*Passage*
<<<<

Companies have a lot of information. Documents. Messages. Files. Decks. Code. Emails. If you keep digging, it goes on and on. 

The chaos of information that happens in a company is limitless. This is why we developed tools to help us streamline and organize it.

Sharing information is vital for any company, yet how many of us have wasted time digging through old emails, switching between apps, browser tabs, and folders to find what we need?

In our research of more than 100 software companies, 77% said they have no process for documenting or storing information. According to GitLab’s recent Remote Work Report, only 37% of employees say their orgs do a good job of aligning work. 

Company intranets have been traditionally used as platforms for corporate wikis, but in recent years have been replaced by solutions like a work hub. 

Here’s the thing: information overload is chaotic, and your workday shouldn't have to involve digging yourself out of a trench.

This is why many teams use corporate wikis such as Notion, Confluence, or GitHub to collaborate and spend less time hunting documents down. In this article, we’ll explore how a work hub goes beyond team wikis by connecting with them to kill chaos.

>>>>

*Recorded information*
<<<<

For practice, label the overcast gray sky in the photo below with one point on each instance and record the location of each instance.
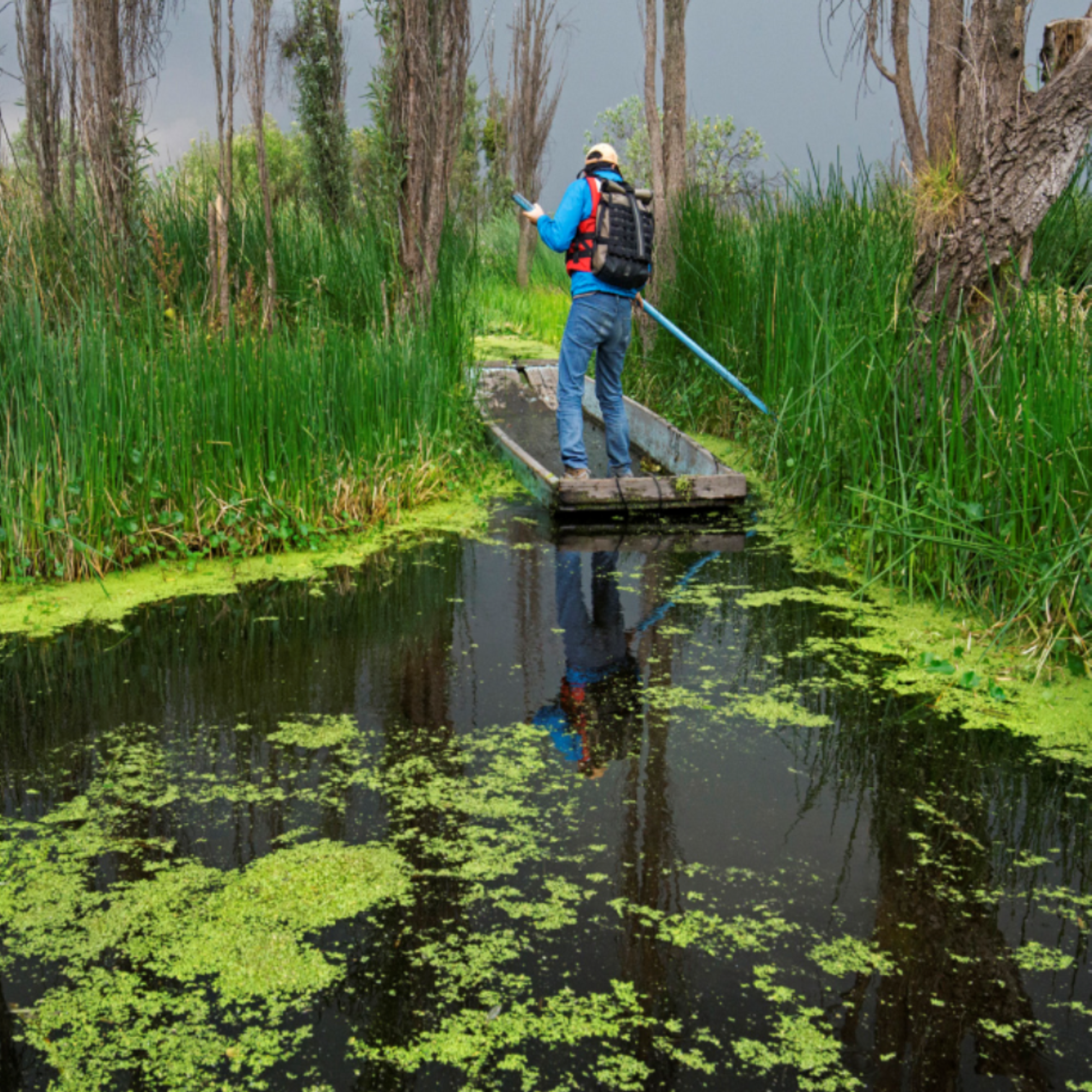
(762, 62)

>>>>

*Task*
Reproduce the passage about company information chaos and work hubs word for word.

*Correct response*
Companies have a lot of information. Documents. Messages. Files. Decks. Code. Emails. If you keep digging, it goes on and on. 

The chaos of information that happens in a company is limitless. This is why we developed tools to help us streamline and organize it.

Sharing information is vital for any company, yet how many of us have wasted time digging through old emails, switching between apps, browser tabs, and folders to find what we need?

In our research of more than 100 software companies, 77% said they have no process for documenting or storing information. According to GitLab’s recent Remote Work Report, only 37% of employees say their orgs do a good job of aligning work. 

Company intranets have been traditionally used as platforms for corporate wikis, but in recent years have been replaced by solutions like a work hub. 

Here’s the thing: information overload is chaotic, and your workday shouldn't have to involve digging yourself out of a trench.

This is why many teams use corporate wikis such as Notion, Confluence, or GitHub to collaborate and spend less time hunting documents down. In this article, we’ll explore how a work hub goes beyond team wikis by connecting with them to kill chaos.